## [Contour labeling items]
------------------------------------------------------------

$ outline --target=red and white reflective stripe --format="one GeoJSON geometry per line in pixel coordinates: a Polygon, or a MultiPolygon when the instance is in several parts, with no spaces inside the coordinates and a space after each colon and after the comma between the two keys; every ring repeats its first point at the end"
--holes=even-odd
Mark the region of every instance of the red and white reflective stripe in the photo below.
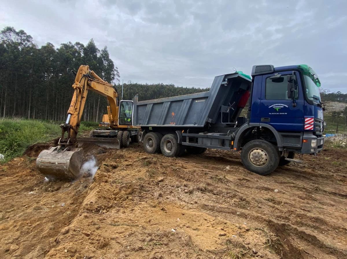
{"type": "Polygon", "coordinates": [[[305,130],[313,130],[313,124],[305,124],[305,130]]]}
{"type": "Polygon", "coordinates": [[[305,118],[305,125],[304,128],[307,130],[313,130],[313,124],[314,123],[314,118],[305,118]]]}
{"type": "Polygon", "coordinates": [[[313,124],[314,121],[314,118],[305,118],[305,124],[313,124]]]}

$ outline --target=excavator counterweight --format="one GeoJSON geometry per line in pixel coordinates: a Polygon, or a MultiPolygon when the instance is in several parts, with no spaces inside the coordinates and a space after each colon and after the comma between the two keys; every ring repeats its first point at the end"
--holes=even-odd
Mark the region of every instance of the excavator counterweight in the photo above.
{"type": "MultiPolygon", "coordinates": [[[[68,72],[71,72],[72,71],[69,69],[68,72]]],[[[80,176],[83,151],[82,147],[79,147],[84,143],[119,149],[122,146],[127,146],[129,138],[137,133],[138,127],[133,126],[131,118],[132,102],[120,101],[117,90],[113,86],[90,70],[88,66],[81,65],[77,73],[72,72],[76,75],[75,83],[72,85],[75,91],[66,120],[60,125],[61,137],[58,146],[51,147],[42,151],[36,161],[39,170],[49,179],[71,179],[80,176]],[[78,129],[89,90],[107,99],[109,104],[107,107],[107,116],[109,128],[100,132],[94,131],[98,137],[78,138],[78,129]],[[122,106],[120,109],[120,103],[122,106]],[[108,137],[104,137],[105,136],[108,137]]]]}

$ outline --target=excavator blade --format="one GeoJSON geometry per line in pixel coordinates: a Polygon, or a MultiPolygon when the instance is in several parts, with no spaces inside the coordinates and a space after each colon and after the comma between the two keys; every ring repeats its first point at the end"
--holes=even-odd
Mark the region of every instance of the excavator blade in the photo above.
{"type": "Polygon", "coordinates": [[[95,144],[107,148],[120,149],[120,145],[115,137],[79,137],[78,146],[85,143],[95,144]]]}
{"type": "Polygon", "coordinates": [[[48,179],[75,179],[80,175],[83,153],[82,148],[72,148],[67,150],[51,146],[41,152],[36,160],[36,166],[48,179]]]}

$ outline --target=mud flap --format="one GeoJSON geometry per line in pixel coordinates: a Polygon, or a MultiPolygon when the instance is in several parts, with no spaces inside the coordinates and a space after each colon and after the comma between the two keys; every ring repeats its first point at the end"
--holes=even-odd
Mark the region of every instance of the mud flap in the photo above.
{"type": "Polygon", "coordinates": [[[78,141],[79,147],[84,143],[88,143],[95,144],[107,148],[120,149],[119,142],[115,137],[79,137],[78,141]]]}
{"type": "Polygon", "coordinates": [[[80,175],[83,153],[81,148],[62,150],[59,146],[51,146],[41,152],[36,166],[49,179],[75,179],[80,175]]]}

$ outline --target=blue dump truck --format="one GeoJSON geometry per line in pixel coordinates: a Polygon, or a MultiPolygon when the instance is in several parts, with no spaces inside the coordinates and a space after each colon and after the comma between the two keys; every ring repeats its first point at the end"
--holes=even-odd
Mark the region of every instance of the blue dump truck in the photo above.
{"type": "Polygon", "coordinates": [[[146,151],[167,157],[206,148],[241,151],[248,170],[267,175],[295,153],[323,149],[323,105],[315,73],[306,65],[254,66],[216,77],[208,92],[142,101],[133,119],[146,151]],[[247,117],[240,117],[248,104],[247,117]]]}

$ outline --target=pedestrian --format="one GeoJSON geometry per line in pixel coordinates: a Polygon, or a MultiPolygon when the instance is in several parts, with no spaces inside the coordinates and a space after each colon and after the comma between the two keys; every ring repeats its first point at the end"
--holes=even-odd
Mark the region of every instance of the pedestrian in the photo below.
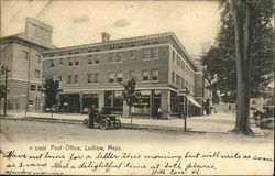
{"type": "Polygon", "coordinates": [[[157,119],[162,119],[162,108],[161,107],[158,107],[157,108],[157,119]]]}
{"type": "Polygon", "coordinates": [[[88,122],[89,129],[94,129],[95,118],[96,118],[97,113],[98,113],[98,110],[95,106],[89,108],[89,122],[88,122]]]}

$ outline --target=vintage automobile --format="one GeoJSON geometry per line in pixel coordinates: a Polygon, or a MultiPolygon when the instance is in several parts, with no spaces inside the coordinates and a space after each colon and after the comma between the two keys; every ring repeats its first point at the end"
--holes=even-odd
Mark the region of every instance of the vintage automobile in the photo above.
{"type": "MultiPolygon", "coordinates": [[[[82,124],[88,125],[89,118],[84,119],[82,124]]],[[[121,121],[117,116],[111,114],[108,108],[103,107],[100,112],[96,113],[94,118],[94,125],[99,125],[102,130],[113,127],[114,129],[121,128],[121,121]]]]}

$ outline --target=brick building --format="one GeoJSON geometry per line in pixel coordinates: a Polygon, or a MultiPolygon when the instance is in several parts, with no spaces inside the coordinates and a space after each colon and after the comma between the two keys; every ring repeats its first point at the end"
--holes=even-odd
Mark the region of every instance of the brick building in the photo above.
{"type": "MultiPolygon", "coordinates": [[[[42,58],[40,53],[54,48],[52,26],[26,18],[25,32],[0,38],[1,62],[8,72],[8,110],[41,111],[43,106],[42,58]]],[[[4,85],[4,73],[0,85],[4,85]]],[[[3,108],[3,101],[1,102],[3,108]]]]}
{"type": "Polygon", "coordinates": [[[204,101],[202,73],[174,33],[162,33],[45,51],[43,78],[61,80],[59,109],[81,112],[91,105],[113,107],[128,116],[120,82],[138,77],[136,90],[142,103],[135,114],[154,117],[158,107],[163,117],[178,113],[177,92],[183,87],[188,96],[189,114],[200,114],[204,101]]]}

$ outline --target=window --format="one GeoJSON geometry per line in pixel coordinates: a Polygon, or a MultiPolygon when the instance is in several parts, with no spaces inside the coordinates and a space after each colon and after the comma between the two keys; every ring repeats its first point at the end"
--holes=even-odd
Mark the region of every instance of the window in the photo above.
{"type": "Polygon", "coordinates": [[[182,69],[184,69],[185,70],[185,62],[184,61],[182,61],[182,69]]]}
{"type": "Polygon", "coordinates": [[[68,75],[68,85],[72,84],[72,75],[68,75]]]}
{"type": "Polygon", "coordinates": [[[177,75],[177,74],[176,74],[176,84],[177,84],[177,85],[180,85],[180,77],[179,77],[179,75],[177,75]]]}
{"type": "Polygon", "coordinates": [[[116,62],[116,53],[110,53],[110,63],[116,62]]]}
{"type": "Polygon", "coordinates": [[[96,64],[99,64],[99,63],[100,63],[100,62],[99,62],[99,55],[96,55],[95,63],[96,63],[96,64]]]}
{"type": "Polygon", "coordinates": [[[35,69],[35,78],[40,79],[40,70],[38,69],[35,69]]]}
{"type": "Polygon", "coordinates": [[[38,91],[42,91],[42,90],[43,90],[43,89],[42,89],[42,86],[38,86],[38,87],[37,87],[37,90],[38,90],[38,91]]]}
{"type": "Polygon", "coordinates": [[[35,54],[35,61],[36,61],[36,63],[41,64],[41,57],[38,54],[35,54]]]}
{"type": "Polygon", "coordinates": [[[120,52],[120,53],[118,53],[118,54],[119,54],[118,62],[123,62],[123,53],[122,53],[122,52],[120,52]]]}
{"type": "Polygon", "coordinates": [[[142,80],[148,80],[150,73],[148,70],[143,70],[142,72],[142,80]]]}
{"type": "Polygon", "coordinates": [[[134,70],[130,70],[130,77],[131,78],[135,78],[138,75],[134,70]]]}
{"type": "Polygon", "coordinates": [[[177,65],[180,66],[180,57],[177,55],[177,65]]]}
{"type": "Polygon", "coordinates": [[[148,59],[150,58],[150,50],[148,48],[145,48],[143,51],[143,55],[144,55],[144,59],[148,59]]]}
{"type": "Polygon", "coordinates": [[[69,58],[68,66],[73,66],[73,59],[72,58],[69,58]]]}
{"type": "Polygon", "coordinates": [[[88,74],[88,79],[87,82],[90,84],[91,82],[91,74],[88,74]]]}
{"type": "Polygon", "coordinates": [[[29,106],[33,106],[34,105],[34,100],[29,100],[29,106]]]}
{"type": "Polygon", "coordinates": [[[118,82],[122,82],[122,72],[118,73],[118,82]]]}
{"type": "Polygon", "coordinates": [[[79,65],[79,59],[78,59],[78,58],[76,58],[75,64],[76,64],[76,65],[79,65]]]}
{"type": "Polygon", "coordinates": [[[31,85],[30,90],[31,91],[35,91],[36,90],[36,86],[35,85],[31,85]]]}
{"type": "Polygon", "coordinates": [[[114,82],[114,73],[109,73],[109,82],[114,82]]]}
{"type": "Polygon", "coordinates": [[[153,48],[153,58],[158,58],[158,48],[153,48]]]}
{"type": "Polygon", "coordinates": [[[134,59],[135,58],[135,51],[130,51],[130,58],[134,59]]]}
{"type": "Polygon", "coordinates": [[[175,82],[175,72],[172,72],[172,82],[175,82]]]}
{"type": "Polygon", "coordinates": [[[172,55],[173,62],[175,62],[175,57],[176,57],[176,54],[175,54],[175,51],[173,50],[173,55],[172,55]]]}
{"type": "Polygon", "coordinates": [[[98,82],[98,73],[95,74],[95,82],[98,82]]]}
{"type": "Polygon", "coordinates": [[[75,75],[75,84],[78,84],[78,75],[75,75]]]}
{"type": "Polygon", "coordinates": [[[51,67],[54,67],[54,61],[53,59],[51,61],[51,67]]]}
{"type": "Polygon", "coordinates": [[[158,79],[158,70],[157,70],[157,69],[154,69],[154,70],[152,72],[152,79],[153,79],[153,80],[157,80],[157,79],[158,79]]]}
{"type": "Polygon", "coordinates": [[[22,59],[28,61],[28,52],[22,51],[22,59]]]}
{"type": "Polygon", "coordinates": [[[92,55],[89,55],[89,57],[88,57],[88,64],[92,64],[92,55]]]}
{"type": "Polygon", "coordinates": [[[182,78],[182,87],[185,87],[185,79],[182,78]]]}

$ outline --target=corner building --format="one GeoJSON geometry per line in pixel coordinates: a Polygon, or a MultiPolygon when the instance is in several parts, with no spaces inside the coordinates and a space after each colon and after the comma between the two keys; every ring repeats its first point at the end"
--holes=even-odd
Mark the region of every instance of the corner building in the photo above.
{"type": "MultiPolygon", "coordinates": [[[[41,52],[55,48],[52,45],[52,26],[32,18],[25,19],[24,33],[0,38],[0,68],[8,67],[8,111],[42,111],[41,52]]],[[[0,85],[6,85],[1,72],[0,85]]],[[[3,99],[0,103],[3,109],[3,99]]]]}
{"type": "Polygon", "coordinates": [[[164,118],[177,114],[177,91],[183,87],[190,91],[188,114],[201,113],[202,87],[197,86],[201,89],[197,90],[196,82],[202,79],[202,73],[197,72],[174,33],[109,38],[102,33],[100,43],[42,53],[43,79],[52,76],[61,80],[61,111],[81,112],[95,105],[112,107],[127,117],[129,107],[123,102],[121,82],[136,77],[142,102],[134,106],[135,116],[155,117],[158,107],[164,118]]]}

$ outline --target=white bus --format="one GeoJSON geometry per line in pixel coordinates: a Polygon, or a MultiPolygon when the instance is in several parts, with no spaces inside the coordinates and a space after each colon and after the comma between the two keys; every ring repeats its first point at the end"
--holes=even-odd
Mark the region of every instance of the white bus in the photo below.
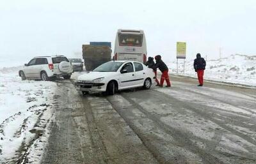
{"type": "Polygon", "coordinates": [[[118,29],[113,59],[147,62],[147,44],[143,31],[118,29]]]}

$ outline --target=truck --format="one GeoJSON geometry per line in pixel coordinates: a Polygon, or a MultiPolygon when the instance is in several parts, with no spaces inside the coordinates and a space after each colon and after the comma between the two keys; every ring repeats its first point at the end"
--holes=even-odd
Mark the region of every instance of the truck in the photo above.
{"type": "Polygon", "coordinates": [[[101,44],[95,43],[100,42],[93,43],[92,45],[83,45],[83,58],[86,71],[92,71],[100,64],[111,60],[112,50],[109,46],[109,44],[106,45],[102,43],[110,42],[101,42],[101,44]]]}

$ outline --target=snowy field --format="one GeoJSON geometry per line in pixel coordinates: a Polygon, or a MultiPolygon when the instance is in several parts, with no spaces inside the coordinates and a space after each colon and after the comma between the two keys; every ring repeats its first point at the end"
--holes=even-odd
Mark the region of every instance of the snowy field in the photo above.
{"type": "MultiPolygon", "coordinates": [[[[183,59],[179,60],[179,74],[197,77],[193,68],[194,61],[186,61],[183,74],[183,59]]],[[[170,72],[177,71],[177,63],[168,64],[170,72]]],[[[228,57],[206,61],[204,78],[219,82],[256,86],[256,56],[232,55],[228,57]]]]}
{"type": "MultiPolygon", "coordinates": [[[[0,163],[36,163],[47,144],[47,126],[54,119],[56,84],[22,81],[20,66],[6,68],[10,65],[4,63],[0,63],[0,163]]],[[[13,66],[23,63],[12,63],[13,66]]]]}

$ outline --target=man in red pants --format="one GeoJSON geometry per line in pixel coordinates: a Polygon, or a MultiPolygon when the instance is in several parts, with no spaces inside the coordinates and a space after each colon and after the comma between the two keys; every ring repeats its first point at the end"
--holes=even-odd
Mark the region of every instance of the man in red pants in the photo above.
{"type": "Polygon", "coordinates": [[[164,84],[164,80],[166,81],[167,86],[166,87],[171,87],[171,82],[170,82],[168,68],[165,64],[165,63],[162,61],[161,56],[155,56],[156,64],[153,67],[153,70],[156,70],[157,68],[159,68],[160,71],[162,72],[162,75],[161,77],[160,85],[159,86],[163,87],[164,84]]]}
{"type": "Polygon", "coordinates": [[[203,57],[201,57],[200,54],[196,54],[196,59],[194,61],[195,71],[197,72],[197,78],[198,78],[199,85],[202,87],[204,85],[204,72],[205,70],[206,62],[203,57]]]}

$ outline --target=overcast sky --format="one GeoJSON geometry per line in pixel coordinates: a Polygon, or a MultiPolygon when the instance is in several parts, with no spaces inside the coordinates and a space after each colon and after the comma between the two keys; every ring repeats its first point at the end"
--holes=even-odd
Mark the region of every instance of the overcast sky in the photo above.
{"type": "Polygon", "coordinates": [[[256,54],[255,0],[1,0],[0,57],[72,56],[90,41],[111,41],[118,29],[143,29],[148,56],[208,59],[256,54]]]}

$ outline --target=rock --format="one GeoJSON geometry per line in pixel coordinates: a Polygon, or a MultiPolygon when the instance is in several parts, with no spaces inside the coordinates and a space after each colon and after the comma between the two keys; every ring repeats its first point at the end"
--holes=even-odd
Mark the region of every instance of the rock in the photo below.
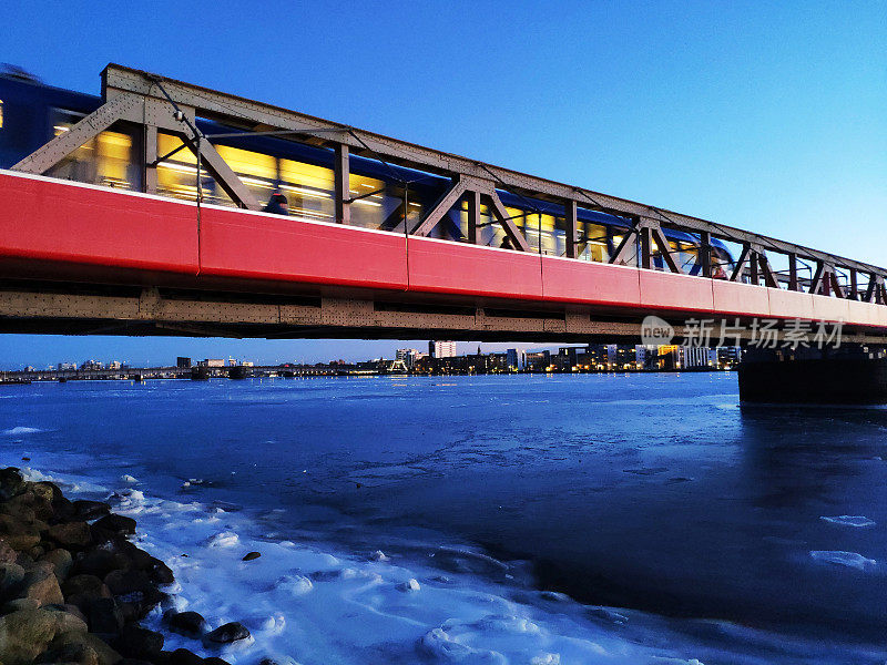
{"type": "Polygon", "coordinates": [[[80,663],[81,665],[114,665],[120,662],[118,652],[96,635],[69,631],[49,643],[41,661],[47,663],[80,663]]]}
{"type": "Polygon", "coordinates": [[[58,635],[69,632],[85,634],[86,624],[73,614],[44,607],[7,614],[0,617],[0,662],[29,665],[58,635]]]}
{"type": "Polygon", "coordinates": [[[16,563],[18,552],[9,546],[6,540],[0,539],[0,563],[16,563]]]}
{"type": "Polygon", "coordinates": [[[134,570],[111,571],[104,577],[104,583],[113,595],[124,595],[133,592],[153,590],[154,585],[147,573],[134,570]]]}
{"type": "Polygon", "coordinates": [[[171,631],[187,637],[200,637],[206,630],[206,620],[197,612],[169,610],[163,614],[163,621],[171,631]]]}
{"type": "Polygon", "coordinates": [[[55,550],[47,552],[43,554],[40,561],[48,561],[52,564],[55,576],[60,582],[63,582],[68,579],[68,575],[71,572],[71,566],[73,565],[71,552],[63,548],[57,548],[55,550]]]}
{"type": "Polygon", "coordinates": [[[83,550],[92,543],[92,533],[85,522],[55,524],[47,530],[47,538],[68,550],[83,550]]]}
{"type": "Polygon", "coordinates": [[[401,582],[397,585],[398,591],[410,592],[410,591],[419,591],[421,585],[415,577],[410,577],[406,582],[401,582]]]}
{"type": "Polygon", "coordinates": [[[170,566],[153,556],[151,557],[150,574],[151,580],[156,584],[172,584],[175,582],[175,576],[170,566]]]}
{"type": "Polygon", "coordinates": [[[0,563],[0,597],[11,597],[24,580],[24,569],[18,563],[0,563]]]}
{"type": "Polygon", "coordinates": [[[0,469],[0,501],[9,501],[24,485],[24,479],[16,467],[0,469]]]}
{"type": "Polygon", "coordinates": [[[215,631],[211,631],[204,635],[203,641],[206,644],[231,644],[239,640],[247,640],[249,631],[239,622],[233,621],[231,623],[218,626],[215,631]]]}
{"type": "Polygon", "coordinates": [[[163,651],[163,635],[141,626],[124,626],[114,646],[124,656],[153,661],[163,651]]]}
{"type": "Polygon", "coordinates": [[[62,593],[70,603],[81,607],[78,600],[92,601],[96,598],[110,598],[111,592],[104,582],[95,575],[74,575],[62,584],[62,593]]]}
{"type": "Polygon", "coordinates": [[[123,613],[114,598],[95,598],[85,610],[86,623],[93,633],[115,635],[123,627],[123,613]]]}
{"type": "Polygon", "coordinates": [[[9,601],[0,608],[2,614],[9,614],[10,612],[18,612],[19,610],[37,610],[40,607],[40,601],[35,598],[16,598],[14,601],[9,601]]]}
{"type": "Polygon", "coordinates": [[[88,501],[80,499],[73,502],[74,515],[79,520],[94,520],[111,512],[111,507],[104,501],[88,501]]]}
{"type": "Polygon", "coordinates": [[[27,552],[40,543],[41,525],[35,519],[0,514],[0,536],[17,552],[27,552]]]}
{"type": "Polygon", "coordinates": [[[59,579],[54,573],[40,569],[24,574],[19,595],[23,598],[33,598],[41,605],[64,603],[62,590],[59,587],[59,579]]]}
{"type": "Polygon", "coordinates": [[[124,552],[113,542],[106,542],[88,551],[82,557],[78,559],[73,571],[104,579],[111,571],[125,570],[131,565],[132,560],[124,552]]]}
{"type": "Polygon", "coordinates": [[[100,531],[119,533],[123,535],[132,535],[135,533],[135,520],[125,515],[119,515],[116,513],[111,513],[110,515],[103,516],[92,526],[93,529],[100,531]]]}
{"type": "Polygon", "coordinates": [[[170,654],[170,665],[203,665],[203,658],[186,648],[177,648],[170,654]]]}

------------------------------------------------------------

## [Task to complete]
Recast the lines from the start of the records through the line holding "Mark the region of every instance of the red", inclusive, as a JSON list of strings with one string per line and blank lines left out.

## [Output for this task]
[
  "$ outline --target=red and white reflective stripe --format=\"one GeoJSON geometry per line in pixel coordinates: a Polygon, or a MultiPolygon when the instance is in several parts, with no spaces inside the coordinates and a space after each colon and after the comma between the two keys; every ring repeats its first point at the end\"",
  "--holes=even-odd",
  "Mark the region of every instance of the red and white reflective stripe in the photo below."
]